-- Document segment --
## Start

I was out at a local bar where I hang out a few nights a week.. I met and was having a great time with a woman who I soon found out was married, which happened after we'd done a good deal of flirting.. I'm 29 and she's 36. There's a very strong attraction, she is absolutely my type, if she was single without question I'd be all over her..

 

Not to get off topic but this all came at a very odd time for me as well. Within the last 2 months I've slept with 5 different girls, 1 was a textbook one night stands the other 4 were casual dates where we would go out and have a good time, sleep with eachother, and not neccesarily even talk for another week or two. Since I became single in the spring the whole summer went kinda this way, but the last couple months has been a little "out of control"... besides basic physical attraction I have not met one I really wanted to spend much time with yet. I'd call it "maintainance sex"...

 

While actually having sex with the last girl I was with I was thinking about the way it was the last time I had sex with someone I cared about and realized the casual sex just isn't satisfying me anymore.. I stopped, told her I was tired, and left.. on the way home I deleted every girls number out of my phone that I could call for casual dating/sex and am soooo glad I did it.

 

Back to the married girl.. so it was closing time and we walked out together, she said she had a couple hours before she needed to be home and wanted to come home with me. I gave her a hug, said she was extremely attractive, a great person, and that I wanted her, but that she was married and that she needed go home to her husband and 3 kids... she got this sad look on her face, she was thinking I didn't want her. I fealt bad in a way and alsoI fealt like she didn't believe me so I kissed her to proove my point.. it was a great kiss, followed by another, followed by another.. then we started talking, we walked to my car, and pretty much just talked and flirted for hours. If it was a first date it would've been the best I'd ever had..

## End

-- Given material --
## Start

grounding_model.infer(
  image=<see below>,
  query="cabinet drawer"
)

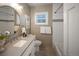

## End

-- Problems to solve --
1. According to the post, how old is the married woman?
2. Output the part of the post from "While actually having" up to and including "glad I did it.".
3. In the post, what did the writer tell the married woman after hugging her at closing time? List each point.

-- Full solutions --
1. She is 36.

2.
While actually having sex with the last girl I was with I was thinking about the way it was the last time I had sex with someone I cared about and realized the casual sex just isn't satisfying me anymore.. I stopped, told her I was tired, and left.. on the way home I deleted every girls number out of my phone that I could call for casual dating/sex and am soooo glad I did it.

3.
- She was extremely attractive.
- She was a great person.
- The writer wanted her.
- She was married.
- She needed to go home to her husband and 3 kids.